PROBLEM REQUIREMENTS:
Rewrite the part of the data that opens with the line containing "For every instance of the shadow" and runs through the end of the data, replacing "on deck" with "on the deck" and leaving everything else unchanged.

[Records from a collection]
►

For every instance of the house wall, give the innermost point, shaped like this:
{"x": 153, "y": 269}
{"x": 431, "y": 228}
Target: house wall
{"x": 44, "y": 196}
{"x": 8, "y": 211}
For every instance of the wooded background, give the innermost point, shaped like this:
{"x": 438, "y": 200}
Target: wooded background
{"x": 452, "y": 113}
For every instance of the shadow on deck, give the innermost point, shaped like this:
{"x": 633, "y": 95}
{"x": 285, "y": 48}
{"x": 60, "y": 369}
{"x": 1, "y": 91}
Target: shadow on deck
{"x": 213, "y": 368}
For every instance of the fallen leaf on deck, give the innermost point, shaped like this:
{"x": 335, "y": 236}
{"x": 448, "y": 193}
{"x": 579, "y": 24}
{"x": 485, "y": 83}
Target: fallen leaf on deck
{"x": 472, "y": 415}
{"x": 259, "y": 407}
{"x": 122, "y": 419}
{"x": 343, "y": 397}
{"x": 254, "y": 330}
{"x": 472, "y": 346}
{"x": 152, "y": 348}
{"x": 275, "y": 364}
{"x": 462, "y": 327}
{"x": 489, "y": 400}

◄

RESULT OF THE TASK:
For every instance of the shadow on the deck, give the innermost point, shaped like this:
{"x": 633, "y": 95}
{"x": 285, "y": 48}
{"x": 60, "y": 369}
{"x": 1, "y": 91}
Target: shadow on the deck
{"x": 213, "y": 368}
For every instance of the fallen leaf on the deck, give the innermost point, shaped like this:
{"x": 335, "y": 236}
{"x": 448, "y": 193}
{"x": 579, "y": 24}
{"x": 485, "y": 83}
Target: fallen leaf on the deck
{"x": 472, "y": 415}
{"x": 259, "y": 407}
{"x": 122, "y": 419}
{"x": 343, "y": 397}
{"x": 254, "y": 330}
{"x": 472, "y": 346}
{"x": 152, "y": 348}
{"x": 275, "y": 364}
{"x": 462, "y": 327}
{"x": 489, "y": 400}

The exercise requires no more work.